■ EXERCISE INSTRUCTIONS ■
Rescale the data starting at the line that contains "the decorative object on table" and ending at the end of the data, both included, copying every line but multiplying each answer coordinate by 0.65 and rounding to whole numbers, with halves rounded up. Leave the coordinates under each "like this sample" line unchanged.

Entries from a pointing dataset
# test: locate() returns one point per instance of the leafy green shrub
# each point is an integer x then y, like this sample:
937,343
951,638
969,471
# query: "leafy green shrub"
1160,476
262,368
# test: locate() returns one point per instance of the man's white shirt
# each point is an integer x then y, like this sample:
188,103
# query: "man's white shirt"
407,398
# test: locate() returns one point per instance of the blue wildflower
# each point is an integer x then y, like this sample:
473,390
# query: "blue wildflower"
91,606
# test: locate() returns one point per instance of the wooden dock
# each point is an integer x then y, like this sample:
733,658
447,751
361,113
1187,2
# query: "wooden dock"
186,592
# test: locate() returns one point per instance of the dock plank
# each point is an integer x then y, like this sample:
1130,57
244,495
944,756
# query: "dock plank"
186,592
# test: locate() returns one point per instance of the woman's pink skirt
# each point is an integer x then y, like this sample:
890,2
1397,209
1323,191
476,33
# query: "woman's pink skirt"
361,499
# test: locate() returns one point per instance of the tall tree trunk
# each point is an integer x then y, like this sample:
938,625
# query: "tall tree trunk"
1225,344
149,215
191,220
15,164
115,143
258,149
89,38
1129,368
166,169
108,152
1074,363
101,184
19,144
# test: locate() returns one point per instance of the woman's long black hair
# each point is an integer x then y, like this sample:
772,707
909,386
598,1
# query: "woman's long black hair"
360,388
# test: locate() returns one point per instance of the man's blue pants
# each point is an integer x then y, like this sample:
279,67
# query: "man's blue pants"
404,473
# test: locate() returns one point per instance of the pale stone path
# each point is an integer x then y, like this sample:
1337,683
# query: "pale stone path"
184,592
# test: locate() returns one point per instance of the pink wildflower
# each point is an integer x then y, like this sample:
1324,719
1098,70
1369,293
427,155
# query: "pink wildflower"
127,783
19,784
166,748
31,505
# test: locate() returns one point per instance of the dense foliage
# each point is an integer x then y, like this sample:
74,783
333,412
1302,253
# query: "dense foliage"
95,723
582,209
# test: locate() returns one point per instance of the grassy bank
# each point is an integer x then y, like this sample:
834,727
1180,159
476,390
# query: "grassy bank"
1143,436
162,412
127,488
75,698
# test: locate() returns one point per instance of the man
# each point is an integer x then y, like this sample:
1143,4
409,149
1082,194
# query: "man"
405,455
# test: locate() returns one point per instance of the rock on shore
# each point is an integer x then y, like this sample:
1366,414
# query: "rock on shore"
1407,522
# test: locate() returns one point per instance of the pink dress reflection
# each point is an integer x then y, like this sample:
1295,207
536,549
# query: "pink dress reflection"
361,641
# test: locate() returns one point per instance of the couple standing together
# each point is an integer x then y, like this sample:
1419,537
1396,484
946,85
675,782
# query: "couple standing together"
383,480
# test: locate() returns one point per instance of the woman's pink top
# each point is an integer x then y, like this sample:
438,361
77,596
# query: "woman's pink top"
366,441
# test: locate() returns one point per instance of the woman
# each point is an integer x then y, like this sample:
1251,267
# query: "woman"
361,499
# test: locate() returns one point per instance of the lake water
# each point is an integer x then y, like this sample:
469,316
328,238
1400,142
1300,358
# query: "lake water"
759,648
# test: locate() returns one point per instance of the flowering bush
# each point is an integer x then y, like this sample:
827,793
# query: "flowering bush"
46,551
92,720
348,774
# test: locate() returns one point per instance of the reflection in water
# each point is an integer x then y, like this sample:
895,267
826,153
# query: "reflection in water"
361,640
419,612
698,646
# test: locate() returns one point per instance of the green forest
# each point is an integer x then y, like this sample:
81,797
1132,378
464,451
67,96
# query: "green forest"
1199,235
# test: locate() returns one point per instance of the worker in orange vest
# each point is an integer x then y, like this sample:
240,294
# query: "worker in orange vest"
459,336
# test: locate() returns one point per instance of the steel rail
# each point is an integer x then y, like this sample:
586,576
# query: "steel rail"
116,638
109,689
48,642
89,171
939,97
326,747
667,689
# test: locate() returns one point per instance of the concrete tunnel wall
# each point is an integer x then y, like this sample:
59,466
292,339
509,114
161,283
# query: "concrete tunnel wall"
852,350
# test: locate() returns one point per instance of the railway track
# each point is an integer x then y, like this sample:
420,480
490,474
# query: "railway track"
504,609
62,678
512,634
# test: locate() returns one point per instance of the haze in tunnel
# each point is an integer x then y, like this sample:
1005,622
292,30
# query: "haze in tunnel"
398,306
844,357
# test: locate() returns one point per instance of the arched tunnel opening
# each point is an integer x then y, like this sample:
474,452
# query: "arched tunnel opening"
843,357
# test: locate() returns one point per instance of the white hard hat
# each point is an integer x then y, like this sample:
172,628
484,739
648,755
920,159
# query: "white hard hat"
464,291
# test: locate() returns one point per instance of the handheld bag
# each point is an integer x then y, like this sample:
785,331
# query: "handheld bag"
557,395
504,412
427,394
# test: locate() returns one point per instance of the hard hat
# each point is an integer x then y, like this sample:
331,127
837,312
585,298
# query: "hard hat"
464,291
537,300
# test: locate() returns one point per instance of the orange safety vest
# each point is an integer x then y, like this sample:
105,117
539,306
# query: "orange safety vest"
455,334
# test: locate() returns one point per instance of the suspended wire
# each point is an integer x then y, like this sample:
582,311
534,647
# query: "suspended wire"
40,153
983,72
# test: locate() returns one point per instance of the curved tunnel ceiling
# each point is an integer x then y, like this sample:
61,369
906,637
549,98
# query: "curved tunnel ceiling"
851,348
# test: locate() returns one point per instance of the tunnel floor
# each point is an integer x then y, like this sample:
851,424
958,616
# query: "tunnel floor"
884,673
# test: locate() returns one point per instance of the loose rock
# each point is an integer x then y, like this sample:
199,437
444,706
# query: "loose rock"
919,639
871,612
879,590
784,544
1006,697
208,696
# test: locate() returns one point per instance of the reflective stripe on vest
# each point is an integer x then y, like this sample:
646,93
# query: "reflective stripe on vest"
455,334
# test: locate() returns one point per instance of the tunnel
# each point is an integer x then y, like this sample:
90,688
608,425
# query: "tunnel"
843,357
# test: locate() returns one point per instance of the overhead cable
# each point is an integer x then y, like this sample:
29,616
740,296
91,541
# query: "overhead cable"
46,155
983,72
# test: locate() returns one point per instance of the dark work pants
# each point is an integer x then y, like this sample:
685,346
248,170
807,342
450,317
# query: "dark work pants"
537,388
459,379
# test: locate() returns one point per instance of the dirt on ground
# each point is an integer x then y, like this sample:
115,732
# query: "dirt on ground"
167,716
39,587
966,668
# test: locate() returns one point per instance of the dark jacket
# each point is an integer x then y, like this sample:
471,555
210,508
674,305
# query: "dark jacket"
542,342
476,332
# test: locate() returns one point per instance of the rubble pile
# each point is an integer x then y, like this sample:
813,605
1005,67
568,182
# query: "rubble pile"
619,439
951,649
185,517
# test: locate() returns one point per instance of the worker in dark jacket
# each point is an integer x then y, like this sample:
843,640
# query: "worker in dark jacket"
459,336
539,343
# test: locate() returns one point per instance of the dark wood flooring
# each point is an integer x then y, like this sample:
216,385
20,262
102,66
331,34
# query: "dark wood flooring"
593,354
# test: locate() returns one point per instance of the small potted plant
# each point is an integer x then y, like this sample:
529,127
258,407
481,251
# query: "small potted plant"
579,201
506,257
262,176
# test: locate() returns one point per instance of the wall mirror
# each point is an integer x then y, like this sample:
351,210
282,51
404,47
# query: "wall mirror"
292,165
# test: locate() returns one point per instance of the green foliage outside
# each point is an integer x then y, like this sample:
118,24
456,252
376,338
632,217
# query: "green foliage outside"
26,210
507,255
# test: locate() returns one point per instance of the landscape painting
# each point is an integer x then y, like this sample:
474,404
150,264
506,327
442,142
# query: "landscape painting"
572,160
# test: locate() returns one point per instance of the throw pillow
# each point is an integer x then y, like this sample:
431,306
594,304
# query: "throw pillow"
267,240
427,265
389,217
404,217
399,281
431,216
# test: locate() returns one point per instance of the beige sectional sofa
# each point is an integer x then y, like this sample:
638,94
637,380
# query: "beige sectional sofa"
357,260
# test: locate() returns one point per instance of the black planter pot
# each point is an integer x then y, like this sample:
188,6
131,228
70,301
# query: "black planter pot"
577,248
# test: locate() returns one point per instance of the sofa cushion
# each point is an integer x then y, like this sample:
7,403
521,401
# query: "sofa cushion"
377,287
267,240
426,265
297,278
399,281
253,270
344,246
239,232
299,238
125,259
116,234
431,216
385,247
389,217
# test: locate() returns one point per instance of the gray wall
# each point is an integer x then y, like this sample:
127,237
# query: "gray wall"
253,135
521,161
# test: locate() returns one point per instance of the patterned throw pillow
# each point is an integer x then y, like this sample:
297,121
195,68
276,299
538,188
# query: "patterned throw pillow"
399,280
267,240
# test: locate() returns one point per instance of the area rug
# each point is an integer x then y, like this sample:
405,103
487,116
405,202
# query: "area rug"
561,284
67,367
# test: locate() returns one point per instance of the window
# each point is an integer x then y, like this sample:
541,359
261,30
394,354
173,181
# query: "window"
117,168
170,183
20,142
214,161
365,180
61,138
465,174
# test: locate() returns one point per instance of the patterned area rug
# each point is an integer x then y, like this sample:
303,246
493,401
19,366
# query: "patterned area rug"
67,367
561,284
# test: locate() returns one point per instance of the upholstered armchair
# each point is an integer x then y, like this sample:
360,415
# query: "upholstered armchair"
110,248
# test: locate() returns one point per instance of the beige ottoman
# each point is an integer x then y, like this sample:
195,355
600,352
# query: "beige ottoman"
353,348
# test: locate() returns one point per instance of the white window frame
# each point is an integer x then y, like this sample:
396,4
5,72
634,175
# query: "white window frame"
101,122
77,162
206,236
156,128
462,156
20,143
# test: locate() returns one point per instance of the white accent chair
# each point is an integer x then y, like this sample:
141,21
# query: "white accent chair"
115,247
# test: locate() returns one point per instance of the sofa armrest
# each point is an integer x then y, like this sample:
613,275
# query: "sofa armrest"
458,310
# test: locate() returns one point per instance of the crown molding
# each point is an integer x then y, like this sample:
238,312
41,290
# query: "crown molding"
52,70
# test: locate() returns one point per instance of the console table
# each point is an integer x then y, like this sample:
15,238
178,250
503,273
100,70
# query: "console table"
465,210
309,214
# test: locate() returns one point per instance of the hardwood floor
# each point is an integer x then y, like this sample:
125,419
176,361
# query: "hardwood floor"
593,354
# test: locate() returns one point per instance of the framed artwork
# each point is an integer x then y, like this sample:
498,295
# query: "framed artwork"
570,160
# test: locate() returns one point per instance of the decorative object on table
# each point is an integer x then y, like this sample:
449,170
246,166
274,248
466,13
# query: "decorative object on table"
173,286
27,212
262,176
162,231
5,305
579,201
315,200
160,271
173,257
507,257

■ TASK RESPONSE ■
# test: locate() returns one point per instance of the decorative object on table
# each point is an integer x then y, like this sample:
449,170
246,166
274,248
466,13
# query: "decorative object on table"
112,186
18,138
170,114
105,150
3,198
376,131
205,130
104,176
112,167
330,167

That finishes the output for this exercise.